#### Aim:
Pull out every line below that contains the word "white" and copy each one.

BEGIN

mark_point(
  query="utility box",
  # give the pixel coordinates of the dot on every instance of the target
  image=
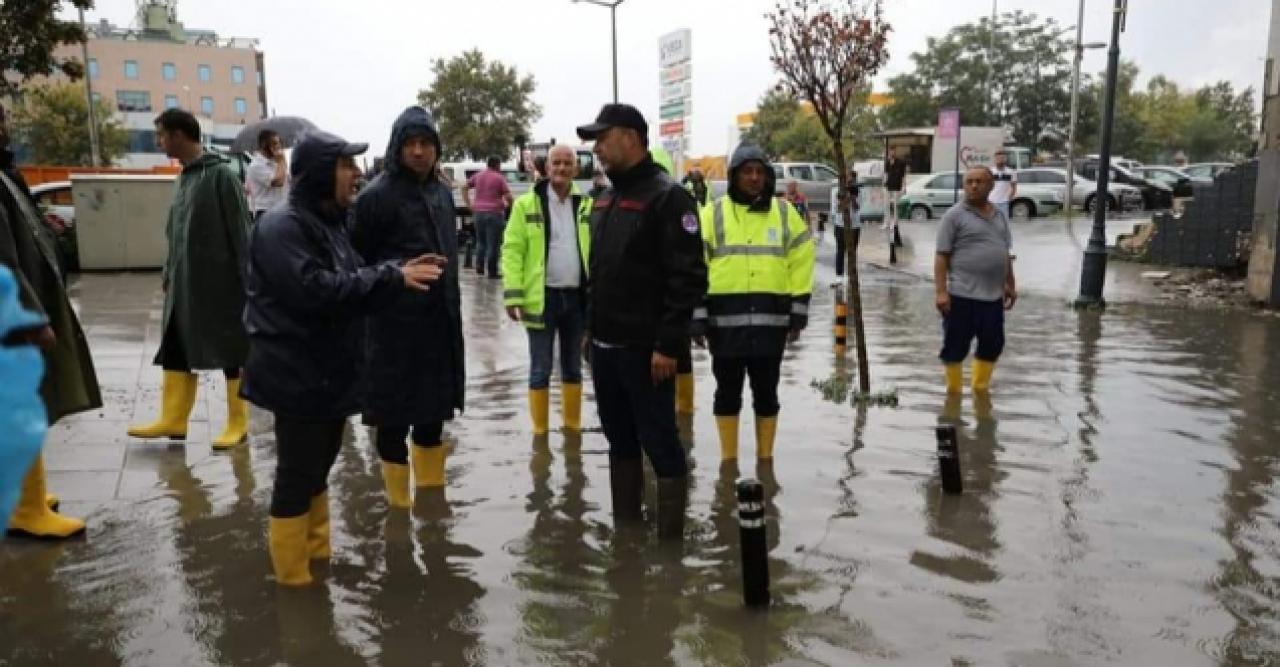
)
(120, 220)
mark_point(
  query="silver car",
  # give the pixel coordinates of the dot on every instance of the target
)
(1083, 191)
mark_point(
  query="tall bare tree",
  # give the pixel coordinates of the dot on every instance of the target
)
(827, 53)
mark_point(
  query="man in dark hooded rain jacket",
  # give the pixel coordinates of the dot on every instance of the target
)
(69, 384)
(307, 295)
(416, 374)
(204, 283)
(759, 260)
(647, 275)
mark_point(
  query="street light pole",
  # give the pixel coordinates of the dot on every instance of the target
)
(1095, 270)
(613, 24)
(95, 154)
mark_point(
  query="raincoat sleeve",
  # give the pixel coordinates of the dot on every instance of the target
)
(291, 263)
(515, 246)
(684, 270)
(800, 257)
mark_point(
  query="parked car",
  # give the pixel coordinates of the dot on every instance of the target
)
(1155, 196)
(1175, 178)
(58, 210)
(1208, 170)
(931, 196)
(1120, 197)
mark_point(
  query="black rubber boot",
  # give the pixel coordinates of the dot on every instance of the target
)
(626, 487)
(672, 497)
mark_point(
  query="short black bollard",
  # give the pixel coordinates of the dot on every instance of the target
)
(755, 549)
(949, 458)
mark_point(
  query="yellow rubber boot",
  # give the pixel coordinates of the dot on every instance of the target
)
(318, 528)
(32, 516)
(766, 432)
(237, 419)
(288, 546)
(727, 428)
(982, 371)
(955, 378)
(428, 465)
(571, 406)
(539, 410)
(396, 479)
(177, 398)
(685, 393)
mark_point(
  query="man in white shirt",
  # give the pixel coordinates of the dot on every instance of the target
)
(1006, 183)
(268, 174)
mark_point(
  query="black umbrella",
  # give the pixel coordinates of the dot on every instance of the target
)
(288, 127)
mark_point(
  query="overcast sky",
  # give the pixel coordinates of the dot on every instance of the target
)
(351, 67)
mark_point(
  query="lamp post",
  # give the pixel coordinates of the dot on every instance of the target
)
(95, 152)
(1075, 105)
(1095, 270)
(613, 21)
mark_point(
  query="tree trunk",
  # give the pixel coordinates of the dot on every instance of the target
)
(855, 295)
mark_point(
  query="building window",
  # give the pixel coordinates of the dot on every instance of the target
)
(133, 100)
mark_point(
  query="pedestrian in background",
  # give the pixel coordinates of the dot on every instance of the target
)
(973, 281)
(415, 371)
(204, 283)
(307, 293)
(647, 275)
(544, 259)
(493, 197)
(268, 173)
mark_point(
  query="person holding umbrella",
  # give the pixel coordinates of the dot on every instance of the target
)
(307, 295)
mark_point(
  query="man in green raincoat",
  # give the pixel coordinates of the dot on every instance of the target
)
(69, 384)
(204, 283)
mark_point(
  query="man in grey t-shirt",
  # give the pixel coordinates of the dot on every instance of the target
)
(973, 279)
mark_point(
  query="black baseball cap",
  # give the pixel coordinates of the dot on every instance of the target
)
(615, 115)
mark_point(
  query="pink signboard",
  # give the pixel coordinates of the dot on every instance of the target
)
(949, 123)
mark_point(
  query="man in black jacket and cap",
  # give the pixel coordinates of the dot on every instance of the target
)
(647, 275)
(307, 296)
(416, 374)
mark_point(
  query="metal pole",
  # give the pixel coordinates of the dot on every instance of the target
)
(95, 154)
(613, 19)
(1096, 252)
(1075, 108)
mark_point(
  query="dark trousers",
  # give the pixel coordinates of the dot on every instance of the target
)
(392, 446)
(562, 318)
(973, 319)
(730, 374)
(305, 451)
(173, 357)
(489, 231)
(840, 249)
(636, 414)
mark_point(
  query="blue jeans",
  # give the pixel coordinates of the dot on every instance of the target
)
(639, 416)
(489, 228)
(562, 316)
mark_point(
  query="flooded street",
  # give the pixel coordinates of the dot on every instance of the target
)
(1120, 507)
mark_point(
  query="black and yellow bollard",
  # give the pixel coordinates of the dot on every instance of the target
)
(754, 543)
(841, 328)
(949, 460)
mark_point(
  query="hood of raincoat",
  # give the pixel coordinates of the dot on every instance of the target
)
(315, 161)
(412, 122)
(741, 155)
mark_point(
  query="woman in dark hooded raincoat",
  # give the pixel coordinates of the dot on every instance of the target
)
(415, 374)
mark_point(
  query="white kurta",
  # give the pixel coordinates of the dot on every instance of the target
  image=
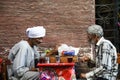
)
(22, 55)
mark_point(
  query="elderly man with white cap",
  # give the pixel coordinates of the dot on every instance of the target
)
(23, 54)
(105, 56)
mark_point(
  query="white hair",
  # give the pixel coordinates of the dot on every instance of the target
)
(95, 29)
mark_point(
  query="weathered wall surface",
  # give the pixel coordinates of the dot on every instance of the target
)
(66, 21)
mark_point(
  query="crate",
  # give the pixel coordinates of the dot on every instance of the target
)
(64, 59)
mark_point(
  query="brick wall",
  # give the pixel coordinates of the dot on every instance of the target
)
(65, 20)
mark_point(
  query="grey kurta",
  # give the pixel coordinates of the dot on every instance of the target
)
(22, 55)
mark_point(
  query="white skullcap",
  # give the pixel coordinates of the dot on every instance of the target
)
(95, 29)
(36, 32)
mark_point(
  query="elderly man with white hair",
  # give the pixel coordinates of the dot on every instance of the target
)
(23, 54)
(106, 67)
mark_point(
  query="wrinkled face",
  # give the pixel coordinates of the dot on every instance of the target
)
(36, 41)
(92, 39)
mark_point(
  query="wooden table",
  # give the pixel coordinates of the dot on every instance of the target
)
(57, 71)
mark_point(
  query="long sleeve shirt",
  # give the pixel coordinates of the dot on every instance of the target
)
(22, 55)
(106, 61)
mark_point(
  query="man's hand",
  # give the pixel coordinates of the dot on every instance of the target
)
(83, 75)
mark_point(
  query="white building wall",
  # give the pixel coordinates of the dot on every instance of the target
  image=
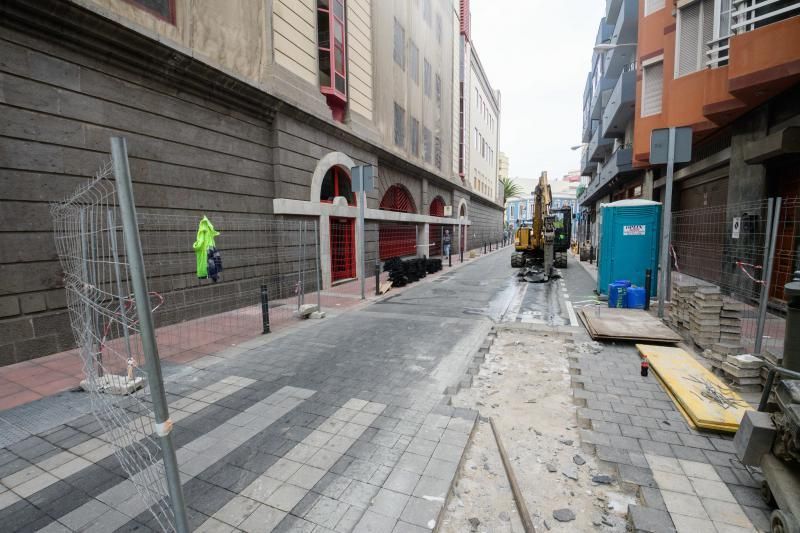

END

#### The answer:
  query="man in white shirt",
  query="white kurta",
  query="elderly man with white cap",
  query="white hair",
  query="white skullcap",
  query="elderly man with white hair",
  query="white building wall",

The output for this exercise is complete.